**WHAT YOU SHOULD DO:** Reproduce the entries below verbatim, line for line, and omit the pictures.

Dataset entries:
* * * * *
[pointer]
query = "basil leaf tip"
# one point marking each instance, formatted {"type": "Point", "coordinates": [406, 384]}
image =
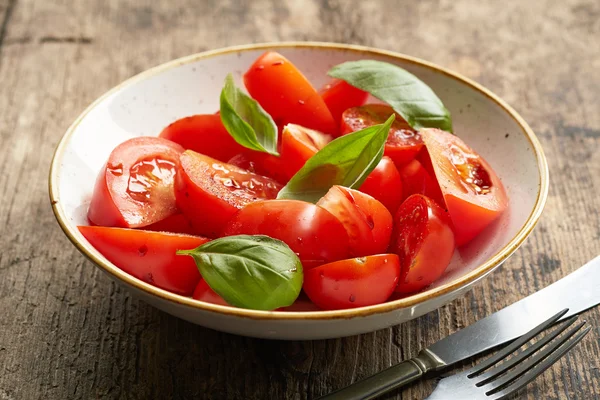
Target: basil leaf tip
{"type": "Point", "coordinates": [345, 161]}
{"type": "Point", "coordinates": [408, 95]}
{"type": "Point", "coordinates": [246, 121]}
{"type": "Point", "coordinates": [256, 272]}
* * * * *
**EXPECTED ANSWER:**
[pointer]
query = "basil leaf tip"
# one point marking each instance, formatted {"type": "Point", "coordinates": [406, 384]}
image =
Target: basil leaf tip
{"type": "Point", "coordinates": [345, 161]}
{"type": "Point", "coordinates": [408, 95]}
{"type": "Point", "coordinates": [246, 121]}
{"type": "Point", "coordinates": [256, 272]}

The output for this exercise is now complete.